== RECORD SET
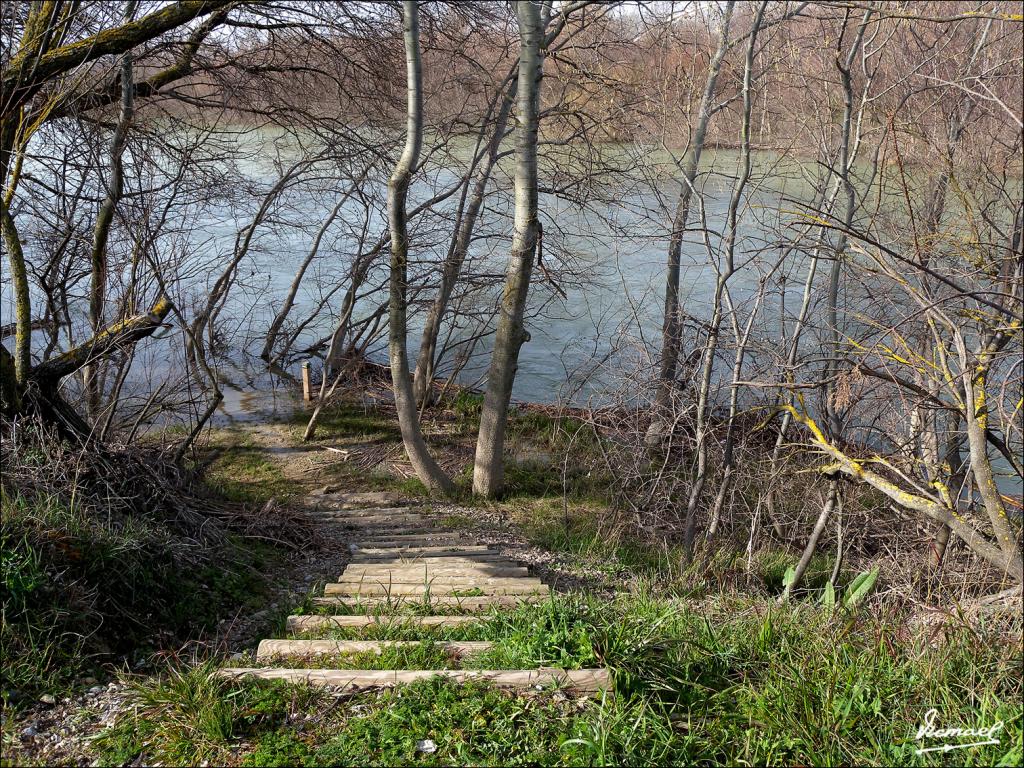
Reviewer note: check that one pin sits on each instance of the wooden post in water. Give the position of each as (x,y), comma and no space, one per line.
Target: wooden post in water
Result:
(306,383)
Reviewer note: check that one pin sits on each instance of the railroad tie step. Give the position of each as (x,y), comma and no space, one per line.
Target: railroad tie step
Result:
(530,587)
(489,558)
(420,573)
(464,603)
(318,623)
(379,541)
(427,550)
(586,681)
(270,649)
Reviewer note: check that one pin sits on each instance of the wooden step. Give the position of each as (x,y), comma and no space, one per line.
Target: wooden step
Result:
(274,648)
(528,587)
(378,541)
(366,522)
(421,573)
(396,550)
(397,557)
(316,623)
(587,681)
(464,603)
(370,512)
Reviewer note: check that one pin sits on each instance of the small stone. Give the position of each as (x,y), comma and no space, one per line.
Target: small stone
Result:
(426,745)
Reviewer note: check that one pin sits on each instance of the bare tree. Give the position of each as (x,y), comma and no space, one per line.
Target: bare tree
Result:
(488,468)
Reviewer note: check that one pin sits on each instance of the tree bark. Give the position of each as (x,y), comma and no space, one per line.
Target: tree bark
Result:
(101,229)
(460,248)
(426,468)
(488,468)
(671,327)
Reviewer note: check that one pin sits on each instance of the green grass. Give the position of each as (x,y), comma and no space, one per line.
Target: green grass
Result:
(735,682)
====
== RECORD SET
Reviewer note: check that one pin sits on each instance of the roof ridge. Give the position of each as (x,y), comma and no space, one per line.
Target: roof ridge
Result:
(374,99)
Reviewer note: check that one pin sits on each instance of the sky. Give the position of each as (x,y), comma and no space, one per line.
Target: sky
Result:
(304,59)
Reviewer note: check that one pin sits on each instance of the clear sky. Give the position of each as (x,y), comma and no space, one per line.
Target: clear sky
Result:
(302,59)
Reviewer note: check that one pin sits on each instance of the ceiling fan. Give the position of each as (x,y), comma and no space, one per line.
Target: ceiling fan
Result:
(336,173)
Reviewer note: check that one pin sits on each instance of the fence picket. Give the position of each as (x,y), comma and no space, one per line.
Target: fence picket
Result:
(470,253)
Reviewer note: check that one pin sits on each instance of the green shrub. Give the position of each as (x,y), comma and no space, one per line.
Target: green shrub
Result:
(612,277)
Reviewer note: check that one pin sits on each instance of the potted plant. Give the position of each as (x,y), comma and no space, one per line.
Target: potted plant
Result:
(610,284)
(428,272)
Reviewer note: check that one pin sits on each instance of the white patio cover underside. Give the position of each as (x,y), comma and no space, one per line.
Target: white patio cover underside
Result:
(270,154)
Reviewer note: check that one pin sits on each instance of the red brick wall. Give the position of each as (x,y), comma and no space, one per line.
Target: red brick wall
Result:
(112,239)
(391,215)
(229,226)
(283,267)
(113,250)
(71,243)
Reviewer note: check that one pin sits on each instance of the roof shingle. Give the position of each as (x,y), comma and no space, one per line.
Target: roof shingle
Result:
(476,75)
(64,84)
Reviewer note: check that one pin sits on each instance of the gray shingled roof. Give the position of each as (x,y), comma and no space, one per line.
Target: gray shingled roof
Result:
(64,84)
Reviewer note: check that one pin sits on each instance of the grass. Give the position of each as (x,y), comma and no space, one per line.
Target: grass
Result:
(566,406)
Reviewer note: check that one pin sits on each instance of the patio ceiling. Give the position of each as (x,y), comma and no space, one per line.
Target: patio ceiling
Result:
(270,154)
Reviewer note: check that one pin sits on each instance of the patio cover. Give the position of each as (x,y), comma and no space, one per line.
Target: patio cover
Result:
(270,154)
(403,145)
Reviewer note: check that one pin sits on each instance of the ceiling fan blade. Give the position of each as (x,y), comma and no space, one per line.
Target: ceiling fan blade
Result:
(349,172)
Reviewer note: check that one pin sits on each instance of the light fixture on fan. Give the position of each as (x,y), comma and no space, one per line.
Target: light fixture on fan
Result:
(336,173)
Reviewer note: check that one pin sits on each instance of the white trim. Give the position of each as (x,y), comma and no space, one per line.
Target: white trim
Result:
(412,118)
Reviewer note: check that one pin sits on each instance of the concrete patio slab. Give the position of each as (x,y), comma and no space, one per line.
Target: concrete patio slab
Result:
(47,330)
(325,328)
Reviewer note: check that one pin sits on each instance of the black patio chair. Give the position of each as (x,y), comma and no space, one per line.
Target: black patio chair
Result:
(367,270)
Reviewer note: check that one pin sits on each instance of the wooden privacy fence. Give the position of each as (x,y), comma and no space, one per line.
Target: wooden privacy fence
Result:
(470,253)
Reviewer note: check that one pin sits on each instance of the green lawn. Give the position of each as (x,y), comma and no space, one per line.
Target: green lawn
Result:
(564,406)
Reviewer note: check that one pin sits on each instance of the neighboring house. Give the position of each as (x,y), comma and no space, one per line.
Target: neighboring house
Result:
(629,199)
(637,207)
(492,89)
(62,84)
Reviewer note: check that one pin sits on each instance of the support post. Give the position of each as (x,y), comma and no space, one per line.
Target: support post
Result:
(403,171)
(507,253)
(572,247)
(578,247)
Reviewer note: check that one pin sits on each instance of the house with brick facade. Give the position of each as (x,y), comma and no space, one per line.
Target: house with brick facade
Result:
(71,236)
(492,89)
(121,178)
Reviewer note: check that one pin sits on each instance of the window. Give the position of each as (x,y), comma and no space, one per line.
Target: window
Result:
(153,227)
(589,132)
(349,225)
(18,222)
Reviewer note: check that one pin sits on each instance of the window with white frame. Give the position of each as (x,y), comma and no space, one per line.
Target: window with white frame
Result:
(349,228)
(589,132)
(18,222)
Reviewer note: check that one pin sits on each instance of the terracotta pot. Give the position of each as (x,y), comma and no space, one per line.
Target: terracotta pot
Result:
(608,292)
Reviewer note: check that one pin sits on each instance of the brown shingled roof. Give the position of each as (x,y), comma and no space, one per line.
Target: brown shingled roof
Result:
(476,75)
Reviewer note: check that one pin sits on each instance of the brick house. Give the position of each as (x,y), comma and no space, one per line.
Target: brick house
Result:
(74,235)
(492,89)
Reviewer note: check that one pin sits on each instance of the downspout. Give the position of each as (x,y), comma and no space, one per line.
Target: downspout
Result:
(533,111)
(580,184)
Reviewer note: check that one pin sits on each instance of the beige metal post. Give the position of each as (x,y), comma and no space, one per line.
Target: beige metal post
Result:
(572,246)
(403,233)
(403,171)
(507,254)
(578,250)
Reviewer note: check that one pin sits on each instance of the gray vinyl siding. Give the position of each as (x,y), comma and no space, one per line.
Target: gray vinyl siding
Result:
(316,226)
====
> [EXERCISE GOAL]
In the listing above, find each line with the word "slab" and copy it out.

> [RESULT]
Reviewer note: check that one pin sits on each instance of the concrete patio slab. Give the position of each as (x,y), comma and no space, one per line.
Target: concrete patio slab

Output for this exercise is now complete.